Stored data
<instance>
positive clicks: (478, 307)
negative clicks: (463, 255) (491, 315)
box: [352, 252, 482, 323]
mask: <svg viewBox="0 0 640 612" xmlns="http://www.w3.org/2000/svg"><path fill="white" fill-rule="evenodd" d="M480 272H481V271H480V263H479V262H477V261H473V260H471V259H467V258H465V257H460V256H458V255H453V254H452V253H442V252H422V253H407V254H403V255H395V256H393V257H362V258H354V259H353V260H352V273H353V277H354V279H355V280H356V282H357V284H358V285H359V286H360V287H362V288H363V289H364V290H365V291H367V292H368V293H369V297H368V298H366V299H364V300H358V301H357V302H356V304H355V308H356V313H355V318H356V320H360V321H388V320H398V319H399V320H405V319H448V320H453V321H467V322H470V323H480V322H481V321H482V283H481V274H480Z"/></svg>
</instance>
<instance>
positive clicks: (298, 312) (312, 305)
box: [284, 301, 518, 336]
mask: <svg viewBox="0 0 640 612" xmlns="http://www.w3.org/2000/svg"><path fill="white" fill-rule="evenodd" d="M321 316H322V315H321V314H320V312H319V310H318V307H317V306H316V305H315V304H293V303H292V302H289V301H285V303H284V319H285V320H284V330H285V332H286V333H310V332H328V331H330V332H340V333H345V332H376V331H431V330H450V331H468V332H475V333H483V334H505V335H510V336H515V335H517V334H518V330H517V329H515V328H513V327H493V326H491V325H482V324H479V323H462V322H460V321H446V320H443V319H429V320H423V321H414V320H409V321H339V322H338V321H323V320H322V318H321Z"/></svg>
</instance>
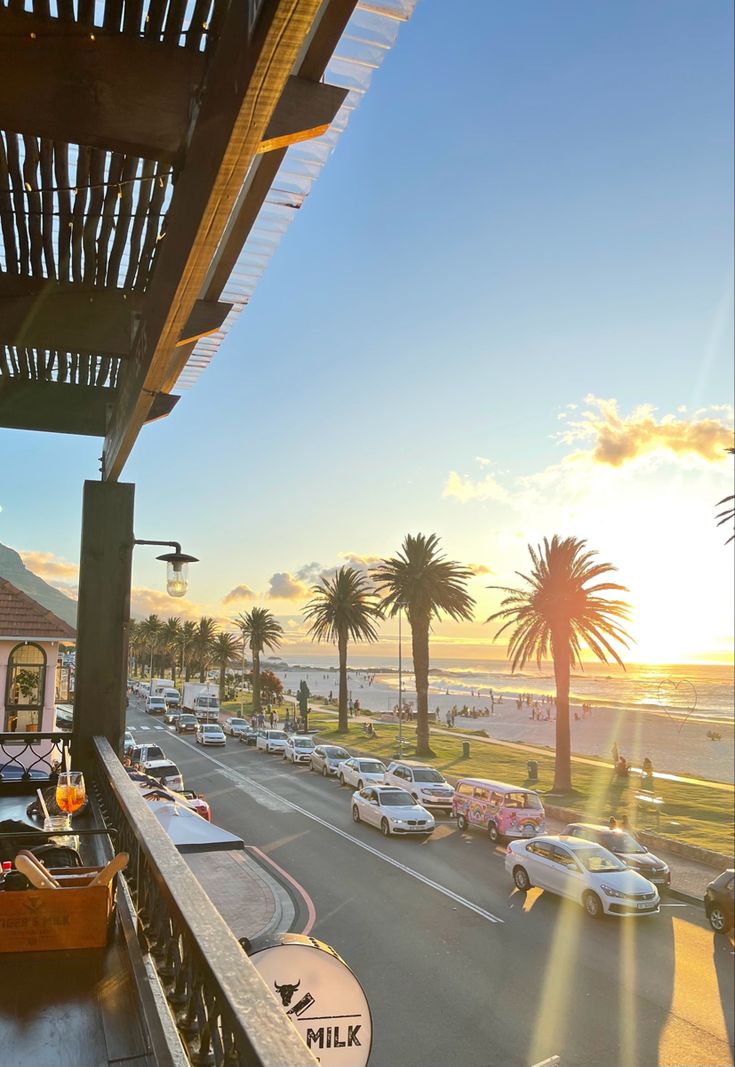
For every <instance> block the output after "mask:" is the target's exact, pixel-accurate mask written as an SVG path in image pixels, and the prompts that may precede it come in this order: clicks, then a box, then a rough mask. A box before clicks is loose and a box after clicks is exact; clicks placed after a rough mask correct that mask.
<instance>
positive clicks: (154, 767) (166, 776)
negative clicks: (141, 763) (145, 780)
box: [143, 758, 183, 793]
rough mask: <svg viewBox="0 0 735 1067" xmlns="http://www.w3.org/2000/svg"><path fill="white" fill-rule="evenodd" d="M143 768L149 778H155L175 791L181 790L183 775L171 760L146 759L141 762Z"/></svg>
mask: <svg viewBox="0 0 735 1067" xmlns="http://www.w3.org/2000/svg"><path fill="white" fill-rule="evenodd" d="M143 770H144V771H145V774H146V775H149V776H150V778H155V779H156V781H157V782H160V783H161V785H165V786H167V787H169V789H170V790H174V791H175V792H176V793H181V792H182V790H183V775H182V774H181V771H180V770H179V769H178V767H177V766H176V764H175V763H172V762H171V760H166V759H165V758H164V759H163V760H148V761H147V762H146V763H144V764H143Z"/></svg>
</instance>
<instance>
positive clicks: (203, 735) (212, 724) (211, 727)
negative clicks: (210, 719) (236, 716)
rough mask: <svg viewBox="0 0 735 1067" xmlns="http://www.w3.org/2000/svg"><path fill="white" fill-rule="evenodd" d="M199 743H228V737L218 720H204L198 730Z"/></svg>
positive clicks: (196, 734)
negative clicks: (213, 720) (227, 740)
mask: <svg viewBox="0 0 735 1067" xmlns="http://www.w3.org/2000/svg"><path fill="white" fill-rule="evenodd" d="M196 744H197V745H226V744H227V738H226V737H225V735H224V731H223V730H222V727H220V726H218V724H217V722H202V723H199V727H198V729H197V731H196Z"/></svg>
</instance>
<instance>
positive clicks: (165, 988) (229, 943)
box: [94, 737, 317, 1067]
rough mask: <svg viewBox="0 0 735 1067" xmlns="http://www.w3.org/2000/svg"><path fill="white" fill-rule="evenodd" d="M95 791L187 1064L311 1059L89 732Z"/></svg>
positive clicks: (107, 748) (145, 807)
mask: <svg viewBox="0 0 735 1067" xmlns="http://www.w3.org/2000/svg"><path fill="white" fill-rule="evenodd" d="M94 748H95V754H96V760H97V770H96V774H95V778H94V784H95V791H96V793H97V797H98V800H99V803H100V808H101V810H102V813H103V816H105V818H106V822H107V823H108V825H109V826H111V827H115V828H116V831H117V839H116V843H117V848H118V849H119V850H123V851H127V853H128V854H129V856H130V861H129V864H128V869H127V871H126V872H125V877H126V880H127V882H128V886H129V889H130V892H131V895H132V898H133V902H134V906H135V911H137V913H138V927H139V937H140V939H141V943H142V945H143V949H144V951H146V952H149V953H150V956H151V959H153V960H154V964H155V966H156V969H157V971H158V975H159V977H160V980H161V984H162V986H163V989H164V990H165V993H166V997H167V1000H169V1004H170V1005H171V1009H172V1013H173V1015H174V1017H175V1019H176V1024H177V1026H178V1030H179V1034H180V1035H181V1039H182V1044H183V1046H185V1048H186V1049H187V1052H188V1054H189V1058H190V1061H191V1063H192V1064H194V1065H210V1064H211V1065H215V1067H251V1065H254V1067H255V1065H257V1067H260V1065H262V1067H284V1065H289V1067H301V1065H303V1067H307V1065H308V1067H314V1065H316V1064H317V1061H316V1060H315V1058H314V1057H313V1056H311V1053H310V1052H309V1051H308V1050H307V1049H306V1047H305V1045H304V1044H303V1041H302V1040H301V1037H300V1036H299V1035H298V1033H297V1031H295V1030H294V1028H293V1026H292V1025H291V1023H290V1022H289V1021H288V1020H287V1019H286V1018H285V1016H284V1014H283V1010H282V1009H281V1006H279V1004H278V1002H277V1001H276V1000H275V998H274V997H273V994H272V993H271V991H270V990H269V989H268V987H267V986H266V984H265V983H263V982H262V980H261V978H260V975H259V974H258V972H257V971H256V969H255V967H254V966H253V964H252V962H251V961H250V959H249V958H247V956H246V955H245V953H244V952H243V950H242V949H241V946H240V944H239V943H238V941H237V940H236V938H235V936H234V934H233V933H231V930H230V929H229V927H228V926H227V925H226V923H225V922H224V920H223V919H222V917H221V914H220V912H219V911H217V909H215V908H214V906H213V905H212V904H211V902H210V901H209V897H208V896H207V895H206V894H205V892H204V890H203V889H202V887H201V885H199V882H198V881H197V880H196V878H195V877H194V875H193V874H192V873H191V871H190V870H189V867H188V866H187V864H186V862H185V861H183V860H182V859H181V857H180V855H179V854H178V851H177V850H176V848H175V846H174V845H173V843H172V841H171V839H170V838H169V835H167V834H166V833H165V831H164V830H163V829H162V827H161V826H160V824H159V822H158V819H157V818H156V816H155V815H154V814H153V812H150V810H149V808H148V806H147V805H146V802H145V801H144V800H143V798H142V797H141V795H140V793H139V791H138V790H137V789H135V787H134V786H133V785H132V784H131V782H130V780H129V778H128V776H127V775H126V773H125V770H124V769H123V767H122V765H121V762H119V760H118V759H117V757H116V755H115V752H114V750H113V749H112V747H111V745H110V744H109V742H108V740H107V739H106V738H103V737H95V738H94Z"/></svg>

● **Exercise**
Reproduce all of the records above verbatim, leaving out the pictures.

● **The answer**
<instance>
positive clicks: (478, 307)
negative clicks: (463, 255) (491, 315)
box: [352, 252, 482, 323]
mask: <svg viewBox="0 0 640 612" xmlns="http://www.w3.org/2000/svg"><path fill="white" fill-rule="evenodd" d="M480 272H481V271H480V263H479V262H477V261H473V260H471V259H467V258H465V257H460V256H458V255H453V254H452V253H442V252H422V253H407V254H403V255H395V256H393V257H362V258H354V259H353V260H352V273H353V277H354V279H355V280H356V282H357V284H358V285H359V286H360V287H362V288H363V289H364V290H365V291H367V292H368V293H369V297H368V298H366V299H364V300H358V301H357V302H356V304H355V308H356V313H355V318H356V320H360V321H388V320H398V319H399V320H405V319H448V320H453V321H467V322H470V323H480V322H481V321H482V283H481V274H480Z"/></svg>
</instance>
<instance>
positive clicks: (298, 312) (312, 305)
box: [284, 301, 518, 336]
mask: <svg viewBox="0 0 640 612" xmlns="http://www.w3.org/2000/svg"><path fill="white" fill-rule="evenodd" d="M321 316H322V315H321V314H320V312H319V310H318V307H317V306H316V305H315V304H293V303H292V302H289V301H285V303H284V319H285V320H284V330H285V332H286V333H310V332H328V331H330V332H340V333H345V332H376V331H431V330H450V331H468V332H475V333H483V334H505V335H510V336H515V335H517V334H518V330H517V329H515V328H513V327H493V326H491V325H482V324H479V323H462V322H460V321H446V320H443V319H429V320H423V321H414V320H409V321H339V322H338V321H323V320H322V318H321Z"/></svg>
</instance>
For every <instance> block the output after "mask:" is the target's exact, pixel-accurate mask written as an SVG path in image pixels, and the prompts that may precede it come in this order: clicks, then a box, then a rough mask. A box before clicks is loose and a box after clicks is exact; clicks placed after a rough mask correct that mask.
<instance>
positive clicks: (154, 767) (166, 776)
negative clicks: (141, 763) (145, 780)
box: [143, 758, 183, 793]
rough mask: <svg viewBox="0 0 735 1067" xmlns="http://www.w3.org/2000/svg"><path fill="white" fill-rule="evenodd" d="M143 768L149 778H155L175 791L181 790L183 775L171 760L146 759L141 762Z"/></svg>
mask: <svg viewBox="0 0 735 1067" xmlns="http://www.w3.org/2000/svg"><path fill="white" fill-rule="evenodd" d="M143 770H144V771H145V774H146V775H149V776H150V778H155V779H156V781H157V782H160V783H161V785H165V786H167V787H169V789H170V790H174V791H175V792H176V793H181V792H182V790H183V775H182V774H181V771H180V770H179V769H178V767H177V766H176V764H175V763H172V762H171V760H166V759H165V758H164V759H163V760H148V761H147V762H146V763H144V764H143Z"/></svg>
</instance>
<instance>
positive clicks: (203, 735) (212, 724) (211, 727)
negative clicks: (210, 719) (236, 716)
rough mask: <svg viewBox="0 0 735 1067" xmlns="http://www.w3.org/2000/svg"><path fill="white" fill-rule="evenodd" d="M199 743H228V737L218 720H204L198 730Z"/></svg>
positive clicks: (196, 734)
negative clicks: (213, 720) (227, 740)
mask: <svg viewBox="0 0 735 1067" xmlns="http://www.w3.org/2000/svg"><path fill="white" fill-rule="evenodd" d="M196 744H197V745H226V744H227V738H226V737H225V735H224V731H223V730H222V727H220V726H218V724H217V722H202V723H199V727H198V729H197V731H196Z"/></svg>
</instance>
<instance>
positive clicks: (165, 988) (229, 943)
box: [94, 737, 317, 1067]
rough mask: <svg viewBox="0 0 735 1067" xmlns="http://www.w3.org/2000/svg"><path fill="white" fill-rule="evenodd" d="M95 791L187 1064L311 1059L89 732Z"/></svg>
positive clicks: (107, 748) (145, 807)
mask: <svg viewBox="0 0 735 1067" xmlns="http://www.w3.org/2000/svg"><path fill="white" fill-rule="evenodd" d="M94 748H95V754H96V760H97V770H96V774H95V778H94V784H95V791H96V793H97V797H98V800H99V803H100V808H101V810H102V813H103V816H105V818H106V822H107V823H108V825H109V826H111V827H115V828H116V831H117V839H116V843H117V848H118V849H119V850H123V851H127V853H128V854H129V856H130V861H129V864H128V869H127V871H126V872H125V877H126V880H127V882H128V886H129V889H130V892H131V895H132V898H133V902H134V906H135V911H137V913H138V927H139V937H140V939H141V943H142V945H143V949H144V951H146V952H149V953H150V956H151V959H153V960H154V964H155V966H156V969H157V971H158V975H159V977H160V980H161V984H162V986H163V989H164V990H165V993H166V997H167V1000H169V1004H170V1005H171V1009H172V1013H173V1015H174V1017H175V1019H176V1024H177V1026H178V1030H179V1034H180V1035H181V1039H182V1044H183V1046H185V1048H186V1049H187V1052H188V1054H189V1058H190V1061H191V1063H192V1064H194V1065H210V1064H211V1065H215V1067H251V1065H254V1067H255V1065H257V1067H260V1065H262V1067H284V1065H289V1067H301V1065H303V1067H307V1065H308V1067H314V1065H316V1064H317V1061H316V1060H315V1058H314V1057H313V1056H311V1053H310V1052H309V1051H308V1050H307V1049H306V1047H305V1045H304V1044H303V1041H302V1040H301V1037H300V1036H299V1035H298V1033H297V1031H295V1030H294V1028H293V1026H292V1025H291V1023H290V1022H289V1021H288V1020H287V1019H286V1018H285V1016H284V1014H283V1010H282V1009H281V1006H279V1004H278V1002H277V1001H276V1000H275V998H274V997H273V994H272V993H271V991H270V990H269V989H268V987H267V986H266V984H265V983H263V982H262V980H261V978H260V975H259V974H258V972H257V971H256V969H255V967H254V966H253V964H252V962H251V961H250V959H249V958H247V956H246V955H245V953H244V952H243V950H242V949H241V946H240V944H239V943H238V941H237V940H236V938H235V936H234V934H233V933H231V930H230V929H229V927H228V926H227V925H226V923H225V922H224V920H223V919H222V917H221V914H220V912H219V911H217V909H215V908H214V906H213V905H212V904H211V902H210V901H209V897H208V896H207V895H206V894H205V892H204V890H203V889H202V887H201V885H199V882H198V881H197V880H196V878H195V877H194V875H193V874H192V873H191V871H190V870H189V867H188V866H187V864H186V862H185V861H183V860H182V859H181V857H180V855H179V854H178V851H177V850H176V848H175V846H174V845H173V843H172V841H171V839H170V838H169V835H167V834H166V833H165V831H164V830H163V829H162V827H161V826H160V824H159V822H158V819H157V818H156V816H155V815H154V814H153V812H150V810H149V808H148V806H147V805H146V802H145V801H144V800H143V798H142V797H141V795H140V793H139V791H138V790H137V789H135V787H134V786H133V785H132V784H131V782H130V780H129V778H128V776H127V775H126V773H125V770H124V769H123V767H122V765H121V762H119V760H118V759H117V757H116V755H115V752H114V750H113V749H112V747H111V745H110V744H109V742H108V740H107V739H106V738H103V737H95V738H94Z"/></svg>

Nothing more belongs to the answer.